Stated task: Return every line of the records below verbatim, with no pictures in the copy.

Data in this exercise:
▬▬▬▬▬▬

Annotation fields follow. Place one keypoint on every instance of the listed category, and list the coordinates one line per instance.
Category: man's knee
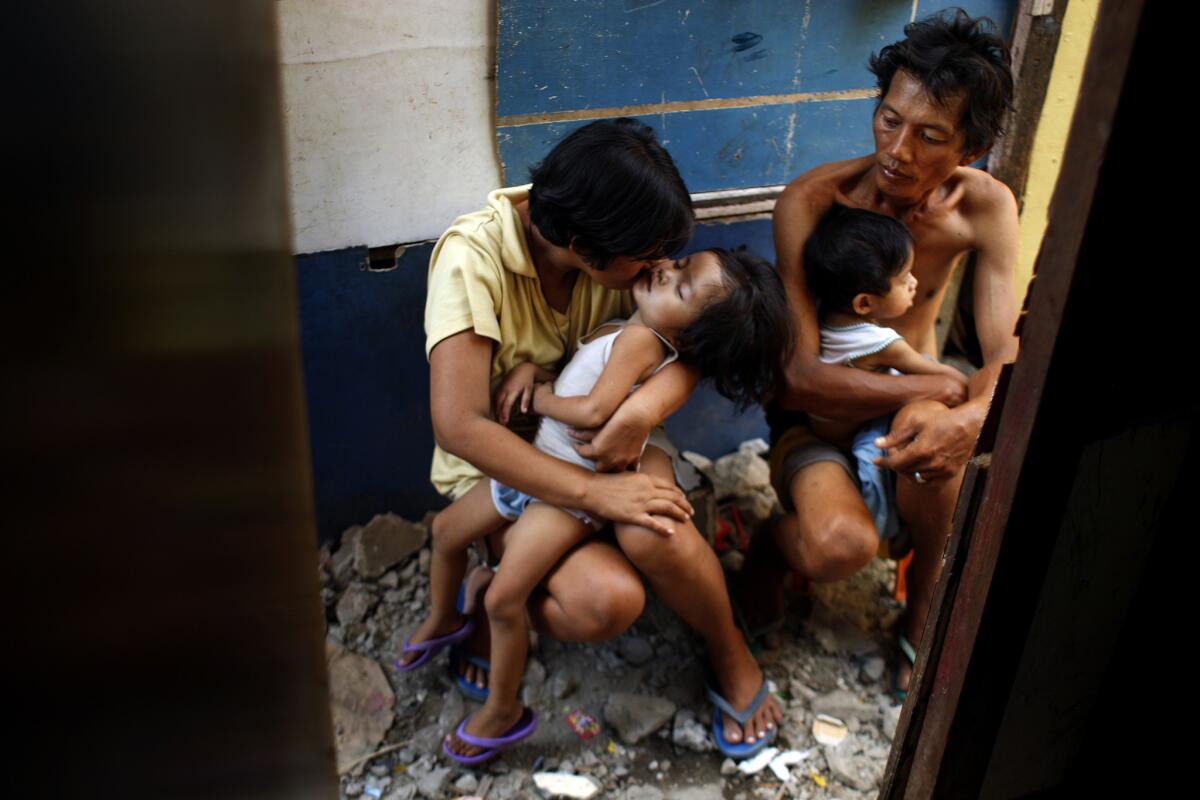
(905, 415)
(606, 614)
(652, 552)
(838, 546)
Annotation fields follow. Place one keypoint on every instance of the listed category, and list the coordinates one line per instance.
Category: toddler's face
(900, 296)
(671, 295)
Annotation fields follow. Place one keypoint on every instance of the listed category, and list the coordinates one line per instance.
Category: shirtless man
(945, 90)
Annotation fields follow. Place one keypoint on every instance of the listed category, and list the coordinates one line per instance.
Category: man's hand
(617, 445)
(929, 439)
(943, 389)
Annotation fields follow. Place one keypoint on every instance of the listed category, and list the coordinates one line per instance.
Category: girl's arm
(618, 444)
(903, 358)
(460, 371)
(635, 353)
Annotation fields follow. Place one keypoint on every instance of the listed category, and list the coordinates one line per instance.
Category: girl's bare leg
(534, 543)
(684, 571)
(467, 519)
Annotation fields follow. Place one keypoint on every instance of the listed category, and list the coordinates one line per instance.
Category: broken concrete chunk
(563, 785)
(341, 563)
(636, 716)
(430, 786)
(846, 705)
(855, 768)
(689, 732)
(642, 793)
(354, 605)
(385, 541)
(635, 649)
(361, 702)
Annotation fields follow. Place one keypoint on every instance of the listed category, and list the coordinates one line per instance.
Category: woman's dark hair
(611, 190)
(853, 251)
(949, 53)
(741, 341)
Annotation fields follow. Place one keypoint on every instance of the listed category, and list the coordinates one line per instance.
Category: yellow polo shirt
(483, 278)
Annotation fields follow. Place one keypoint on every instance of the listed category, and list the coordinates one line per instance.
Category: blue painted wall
(363, 332)
(367, 383)
(567, 59)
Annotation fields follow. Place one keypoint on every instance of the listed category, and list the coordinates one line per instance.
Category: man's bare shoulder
(817, 188)
(984, 198)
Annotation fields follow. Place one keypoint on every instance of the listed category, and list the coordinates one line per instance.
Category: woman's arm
(618, 444)
(904, 358)
(460, 372)
(635, 353)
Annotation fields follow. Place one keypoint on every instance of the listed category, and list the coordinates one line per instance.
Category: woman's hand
(640, 499)
(617, 445)
(517, 386)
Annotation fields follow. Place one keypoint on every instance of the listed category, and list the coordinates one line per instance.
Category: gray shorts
(796, 450)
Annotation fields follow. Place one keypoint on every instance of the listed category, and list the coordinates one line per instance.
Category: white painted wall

▬▬▬▬▬▬

Worked answer:
Annotation fields follow. Place one keypoint on every instance of the listed category, and list the coordinates one line per instance.
Category: man's knee
(905, 415)
(606, 614)
(652, 552)
(838, 546)
Annotation fields follow. Place one keypoint on every instance of the listed category, and list the coordinates one line per instance.
Category: toddler's face
(900, 296)
(671, 295)
Annotation fields follow. Place one keypoint on every instance of the listed category, and list the coordinates one line per instance.
Category: shirtless man
(945, 90)
Annotation fields follow. Place one keypoint on every instance of the listed category, and list the coordinates one line per instance.
Category: man's hand
(617, 445)
(929, 439)
(943, 389)
Annotation fields follow. Place one keypoint on every instance of the listed category, and list the coordinates one line per instance.
Category: girl's arm
(618, 444)
(903, 358)
(460, 371)
(635, 353)
Annotation fields follow. Place one keypoint on every instance of the listed category, and list the coordinates one line per instance.
Category: girl's bare leg
(534, 543)
(684, 571)
(467, 519)
Annotation fields follow. Place one keypoint on every instance of the listed category, and list the coordinates one line per instance.
Category: broken concrete chunk
(563, 785)
(341, 563)
(636, 716)
(430, 786)
(846, 705)
(855, 768)
(689, 732)
(642, 793)
(354, 605)
(385, 541)
(635, 649)
(361, 702)
Annotation fields follow. Place one keypoint on every instance of the listed category, and list the coordinates one line per instance.
Category: woman's dark hair
(611, 190)
(853, 251)
(949, 53)
(741, 341)
Annotation fields follow. Place one keypoint on every instance of the listed category, and list the coordinates one line per instance.
Category: yellow polo shirt
(483, 278)
Annotation fields follow. Place one keypoint on every instance of the listed category, and list the coordinates one line per instance.
Category: blue painted wall
(363, 332)
(367, 383)
(567, 59)
Annotation fields follow. Place one keypoint on every instance of the listed category, and list the coordinates one line per instance.
Category: man's bare shoulder
(817, 188)
(984, 198)
Annotation fields follow. Place one keypoint on every instance of the listed category, and list the coordinates one line per instance.
Category: woman's arm
(618, 444)
(904, 358)
(460, 372)
(635, 353)
Annotation fields follow. Place one keypoint on every instance of the listed category, and list the coordinates one line per instance.
Category: woman's hand
(640, 499)
(617, 445)
(517, 386)
Annotation fields follow. Place one keypoint on every instance of the listed category, and list the coordinates one line per instance.
Category: gray shorts
(796, 450)
Annotation fields follow. Place one keypoint on every instance of the listed category, and list the coordinates one line per instance.
Category: white painted wall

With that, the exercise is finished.